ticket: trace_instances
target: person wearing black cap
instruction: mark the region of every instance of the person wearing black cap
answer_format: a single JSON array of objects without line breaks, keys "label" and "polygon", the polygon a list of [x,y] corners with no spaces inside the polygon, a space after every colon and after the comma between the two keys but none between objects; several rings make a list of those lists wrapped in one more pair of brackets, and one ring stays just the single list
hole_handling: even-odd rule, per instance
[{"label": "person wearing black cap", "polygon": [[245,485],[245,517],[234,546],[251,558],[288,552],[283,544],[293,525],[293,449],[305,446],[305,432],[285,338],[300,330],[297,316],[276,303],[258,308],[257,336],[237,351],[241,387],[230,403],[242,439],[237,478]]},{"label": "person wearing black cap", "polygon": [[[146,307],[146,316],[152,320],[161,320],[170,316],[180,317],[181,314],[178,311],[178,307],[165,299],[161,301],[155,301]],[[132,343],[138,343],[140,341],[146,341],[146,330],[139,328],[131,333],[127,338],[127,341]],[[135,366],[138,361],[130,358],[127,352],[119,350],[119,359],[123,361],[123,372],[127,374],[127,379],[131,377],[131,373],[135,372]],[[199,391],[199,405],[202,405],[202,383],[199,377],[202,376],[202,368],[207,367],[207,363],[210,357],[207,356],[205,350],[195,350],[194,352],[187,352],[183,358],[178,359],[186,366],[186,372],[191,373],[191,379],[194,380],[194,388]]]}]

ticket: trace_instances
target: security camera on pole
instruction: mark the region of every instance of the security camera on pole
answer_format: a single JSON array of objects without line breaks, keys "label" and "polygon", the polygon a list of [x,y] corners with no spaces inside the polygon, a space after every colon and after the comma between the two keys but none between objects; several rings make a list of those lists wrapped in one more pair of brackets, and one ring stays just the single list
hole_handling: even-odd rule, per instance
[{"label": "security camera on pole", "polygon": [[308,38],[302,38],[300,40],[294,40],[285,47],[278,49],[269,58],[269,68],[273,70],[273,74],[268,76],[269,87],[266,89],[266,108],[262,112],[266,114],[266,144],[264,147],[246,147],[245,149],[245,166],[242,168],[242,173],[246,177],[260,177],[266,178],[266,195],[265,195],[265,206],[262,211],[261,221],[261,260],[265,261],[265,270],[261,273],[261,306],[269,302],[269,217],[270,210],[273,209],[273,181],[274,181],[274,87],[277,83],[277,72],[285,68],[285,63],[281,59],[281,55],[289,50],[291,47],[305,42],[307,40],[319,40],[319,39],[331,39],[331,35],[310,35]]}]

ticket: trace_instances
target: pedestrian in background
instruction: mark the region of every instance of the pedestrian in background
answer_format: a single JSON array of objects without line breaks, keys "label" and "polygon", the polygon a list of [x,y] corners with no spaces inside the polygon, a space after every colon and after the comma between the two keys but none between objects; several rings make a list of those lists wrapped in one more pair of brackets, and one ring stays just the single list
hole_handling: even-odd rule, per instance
--
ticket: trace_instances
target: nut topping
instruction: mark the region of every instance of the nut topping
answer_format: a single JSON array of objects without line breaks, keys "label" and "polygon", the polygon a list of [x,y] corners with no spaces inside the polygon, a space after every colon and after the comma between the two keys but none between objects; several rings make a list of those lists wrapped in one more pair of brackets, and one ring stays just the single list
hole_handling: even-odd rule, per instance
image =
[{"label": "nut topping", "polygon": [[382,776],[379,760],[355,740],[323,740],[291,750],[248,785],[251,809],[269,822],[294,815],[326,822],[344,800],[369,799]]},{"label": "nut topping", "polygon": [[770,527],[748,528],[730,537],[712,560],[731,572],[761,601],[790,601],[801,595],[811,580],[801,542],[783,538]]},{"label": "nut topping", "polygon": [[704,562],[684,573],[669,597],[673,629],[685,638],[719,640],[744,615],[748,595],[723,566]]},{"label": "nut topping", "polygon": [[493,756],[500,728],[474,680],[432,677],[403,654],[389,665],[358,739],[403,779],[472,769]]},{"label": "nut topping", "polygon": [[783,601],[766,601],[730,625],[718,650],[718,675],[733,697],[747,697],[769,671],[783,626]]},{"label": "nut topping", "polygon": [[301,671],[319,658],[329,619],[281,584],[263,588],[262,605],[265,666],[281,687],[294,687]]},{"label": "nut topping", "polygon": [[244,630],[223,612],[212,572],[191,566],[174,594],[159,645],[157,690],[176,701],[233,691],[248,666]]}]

**Exercise goal**
Count the lines in the items above that contain the word "region". Reply with the number alone.

**Response below**
4